__WHAT IS BEING ASKED__:
Beginning at the line with "of the white", please repeat each line exactly through the end of the records below, including that first line and the last, but no pictures.

__DATA FOR REVIEW__:
---

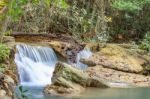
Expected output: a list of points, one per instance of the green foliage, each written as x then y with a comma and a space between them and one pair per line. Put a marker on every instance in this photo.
145, 44
21, 94
127, 5
3, 67
130, 18
4, 52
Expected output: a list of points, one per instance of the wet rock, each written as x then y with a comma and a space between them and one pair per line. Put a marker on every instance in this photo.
69, 80
7, 39
2, 93
7, 84
115, 57
68, 50
118, 78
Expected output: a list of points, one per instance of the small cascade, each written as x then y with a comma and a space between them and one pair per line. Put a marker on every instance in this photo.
35, 64
85, 53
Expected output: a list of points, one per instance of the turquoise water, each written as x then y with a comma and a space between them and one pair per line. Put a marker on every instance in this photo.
110, 93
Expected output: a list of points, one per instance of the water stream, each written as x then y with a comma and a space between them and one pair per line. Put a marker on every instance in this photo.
36, 64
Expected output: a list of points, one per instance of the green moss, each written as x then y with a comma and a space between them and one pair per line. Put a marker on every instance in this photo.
4, 52
3, 67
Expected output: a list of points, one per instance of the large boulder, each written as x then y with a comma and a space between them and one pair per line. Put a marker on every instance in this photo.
69, 80
68, 50
116, 57
119, 78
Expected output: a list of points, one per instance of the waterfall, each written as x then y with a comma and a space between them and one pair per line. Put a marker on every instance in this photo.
35, 64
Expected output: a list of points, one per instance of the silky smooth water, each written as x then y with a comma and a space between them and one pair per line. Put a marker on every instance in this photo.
93, 93
35, 64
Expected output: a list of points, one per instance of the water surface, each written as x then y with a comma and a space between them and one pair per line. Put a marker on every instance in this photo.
92, 93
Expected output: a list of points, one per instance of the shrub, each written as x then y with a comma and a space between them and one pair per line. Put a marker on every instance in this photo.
130, 18
4, 52
145, 43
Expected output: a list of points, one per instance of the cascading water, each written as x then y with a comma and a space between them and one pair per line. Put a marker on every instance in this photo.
35, 64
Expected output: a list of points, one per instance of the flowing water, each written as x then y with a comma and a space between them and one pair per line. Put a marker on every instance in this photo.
36, 64
108, 93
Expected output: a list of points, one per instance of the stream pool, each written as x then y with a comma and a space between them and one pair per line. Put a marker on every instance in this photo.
92, 93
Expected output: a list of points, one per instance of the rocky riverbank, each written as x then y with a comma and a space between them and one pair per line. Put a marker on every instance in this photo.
111, 65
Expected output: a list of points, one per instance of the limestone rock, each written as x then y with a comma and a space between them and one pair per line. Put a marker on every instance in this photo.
115, 57
69, 80
7, 84
68, 50
119, 78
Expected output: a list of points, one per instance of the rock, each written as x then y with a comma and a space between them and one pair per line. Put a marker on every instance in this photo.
7, 84
12, 75
119, 78
7, 39
68, 50
115, 57
69, 80
2, 93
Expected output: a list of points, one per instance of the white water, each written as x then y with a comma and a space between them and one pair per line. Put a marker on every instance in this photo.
36, 64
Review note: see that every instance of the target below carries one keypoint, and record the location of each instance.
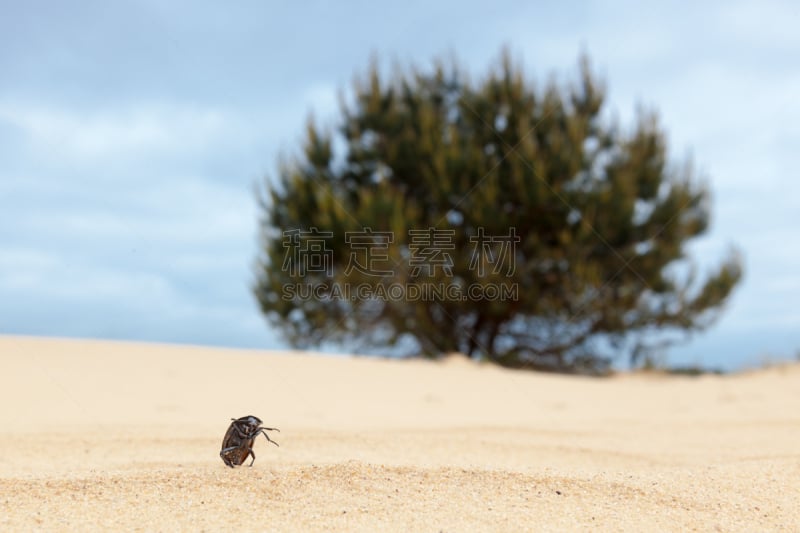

---

__RESULT FOR THIS EXERCISE__:
Expected output: a list of points, one per instance of the white water, each written as x then y with a comma and a space between them and one pair per line. Put a marker on every instance in this photo.
36, 64
Review note: see that every instance of the target below carries one keypoint, and record the location of each instance.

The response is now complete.